### TEXT BLOCK
Arkansas Democrat-Gazette

Venture capital and health care

- Interviewe­d by Barbara Ortutay. Edited for clarity and length.

Jan Garfinkle is not your typical VC founder, and not just because she’s a rare woman running the venture capital firm she founded nearly two decades ago. Though she hails from the Bay Area, she started Arboretum Ventures, a health care VC firm, in Ann Arbor, Michigan. She also serves as the chairwoman of the National Venture Capital Associatio­n.

Garfinkle worked at two medical device startups — both of which were bought by Eli Lilly and then spun off with other startups in 1994 — before leaving California for the Midwest.

She shared her perspectiv­e on medical innovation­s and the disgraced blood diagnostic startup Theranos in a recent interview.

You started out in the Bay Area. What happened?

My husband had moved to California to marry me because that’s where the startups were. But after a couple of years he was unhappy so I said OK, find another job in the Bay Area or Seattle. Well, he found one in Ann Arbor, Michigan. I did not want to leave. But I had to, or get divorced, and I didn’t want to get divorced. This is one of the challenges of two-career families, that someone is always compromisi­ng.

My husband had left a great job in Chicago. So it was my turn to move for him. I did consulting for seven or eight years, then tried to work at the two medical venture funds in Ann Arbor at the time. It didn’t work out.

So after leaving an interview with one of them, I went home and went to IRS.gov, filed for a tax ID number and started Arboretum. I just decided to jump right into it, which was extremely naive. I had no idea what to do on the venture side. What I knew was how to help early stage health care companies.

### INFORMATION GIVEN
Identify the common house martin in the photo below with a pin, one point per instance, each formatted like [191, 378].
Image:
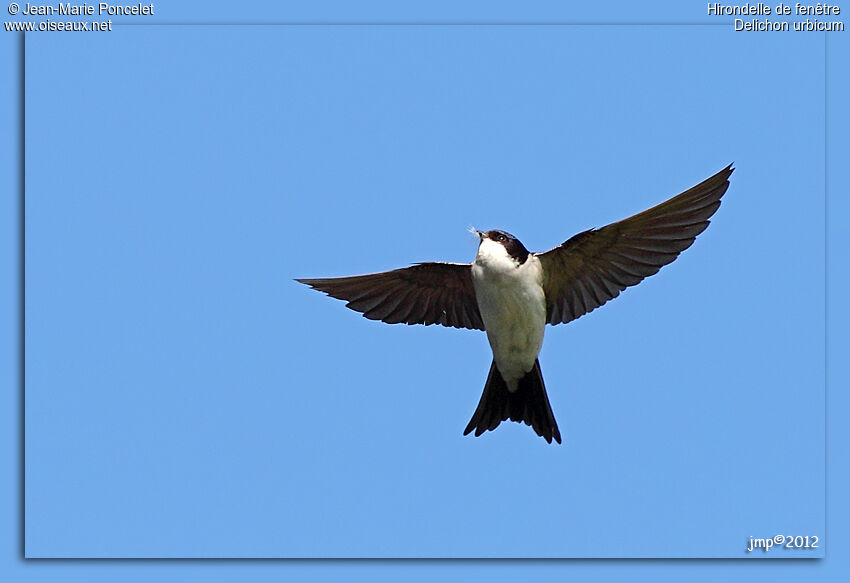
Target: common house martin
[512, 293]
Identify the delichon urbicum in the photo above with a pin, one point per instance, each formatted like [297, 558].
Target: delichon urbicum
[512, 293]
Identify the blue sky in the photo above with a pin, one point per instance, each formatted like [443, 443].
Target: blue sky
[186, 398]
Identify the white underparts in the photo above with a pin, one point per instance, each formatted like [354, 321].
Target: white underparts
[513, 306]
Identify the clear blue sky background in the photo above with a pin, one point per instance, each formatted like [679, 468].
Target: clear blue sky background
[185, 398]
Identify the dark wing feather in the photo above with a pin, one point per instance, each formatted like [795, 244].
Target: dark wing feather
[425, 293]
[596, 265]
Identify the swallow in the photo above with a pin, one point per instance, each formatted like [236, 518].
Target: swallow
[512, 293]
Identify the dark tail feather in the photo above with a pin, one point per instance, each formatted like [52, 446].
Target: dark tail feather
[529, 404]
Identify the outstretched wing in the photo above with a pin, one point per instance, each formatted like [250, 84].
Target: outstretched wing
[425, 293]
[595, 266]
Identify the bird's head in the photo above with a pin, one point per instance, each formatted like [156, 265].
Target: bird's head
[500, 242]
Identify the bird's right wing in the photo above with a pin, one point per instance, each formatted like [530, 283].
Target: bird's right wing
[425, 293]
[595, 266]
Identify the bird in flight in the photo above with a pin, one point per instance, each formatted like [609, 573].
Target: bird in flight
[512, 293]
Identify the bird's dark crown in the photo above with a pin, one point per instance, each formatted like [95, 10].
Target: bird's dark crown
[512, 245]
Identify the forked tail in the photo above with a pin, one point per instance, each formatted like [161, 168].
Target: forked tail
[529, 404]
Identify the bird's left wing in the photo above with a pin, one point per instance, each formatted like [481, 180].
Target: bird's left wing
[425, 293]
[595, 266]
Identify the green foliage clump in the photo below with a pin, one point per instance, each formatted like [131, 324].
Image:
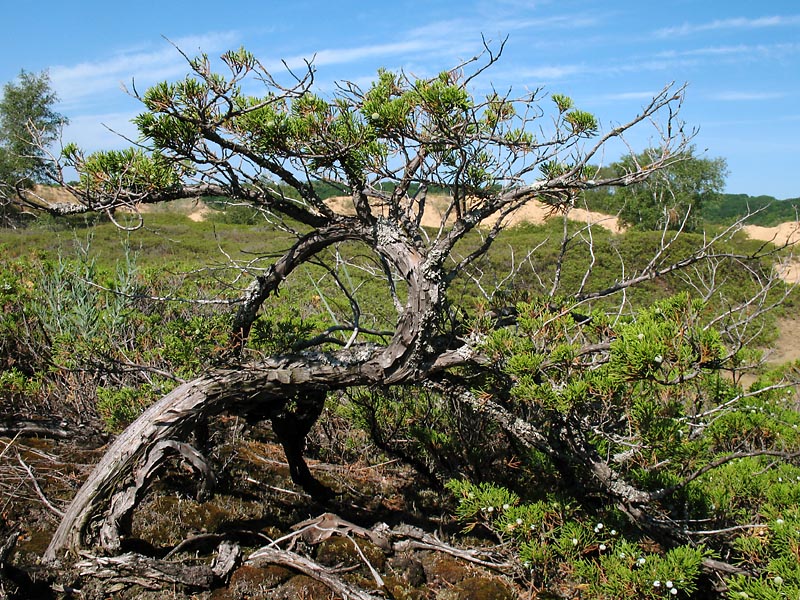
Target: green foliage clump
[557, 540]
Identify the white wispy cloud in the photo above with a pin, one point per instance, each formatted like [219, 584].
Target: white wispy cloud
[78, 84]
[733, 23]
[101, 131]
[743, 96]
[624, 96]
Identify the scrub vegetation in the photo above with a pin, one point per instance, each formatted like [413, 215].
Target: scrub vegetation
[311, 391]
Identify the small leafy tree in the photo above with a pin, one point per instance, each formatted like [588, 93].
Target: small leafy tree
[594, 394]
[28, 125]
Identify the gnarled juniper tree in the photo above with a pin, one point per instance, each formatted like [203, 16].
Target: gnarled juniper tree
[592, 393]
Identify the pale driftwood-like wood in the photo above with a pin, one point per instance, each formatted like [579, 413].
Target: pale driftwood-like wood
[266, 385]
[134, 569]
[292, 560]
[123, 503]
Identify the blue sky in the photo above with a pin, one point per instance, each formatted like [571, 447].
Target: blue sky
[741, 60]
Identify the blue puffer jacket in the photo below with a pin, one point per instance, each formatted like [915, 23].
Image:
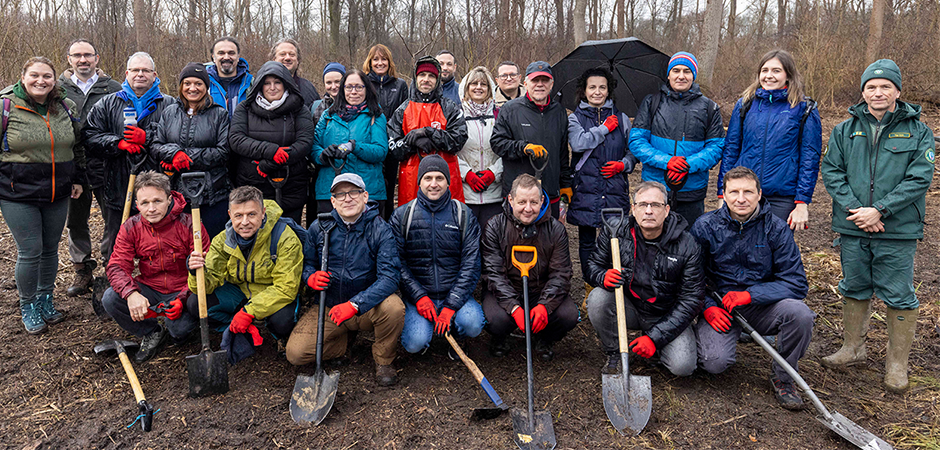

### TASKS FOR THIS EXERCISE
[1] Answer these questions about the venture capital interview:
(a) In which city did Garfinkle start Arboretum Ventures?
(b) Which company bought the two medical device startups where she worked?
(c) For how many years did she do consulting before trying to work at the two medical venture funds?
[2] Carry the venture capital interview forward from its final sentence.

### RESULTS
[1]
(a) Ann Arbor, Michigan
(b) Eli Lilly
(c) Seven or eight years

[2]
Theranos. From your perspectiv­e, how did something like that happen?

I think the biggest mistake that happened there was that there was nobody on the board who had ever invested in or run or been part of a health care company. So the oversight, the governance, the ability to really question what the company was doing was not there because the board, while they were all very famous people, didn’t know the right questions to ask and the right diligence to ensure that nothing shady was going on.

Where do you think the most interestin­g new inventions are going on right now in health care?

Genomics is one of the big ones. Look at cancer as an example. Cancer is going to become a chronic disease, primarily because there is now this ability to take a biopsy of a tumor and you can do genomic sequencing on it and identify what gene mutation happens that caused that tumor. Then you can give a drug that targets that mutation.

The other is a wave of new technologi­es called digital therapeuti­cs. These are essentiall­y using your phone to provide therapy. We are an investor in a company called Pear Therapeuti­cs that has FDA approval for cognitive behavioral therapy for addiction.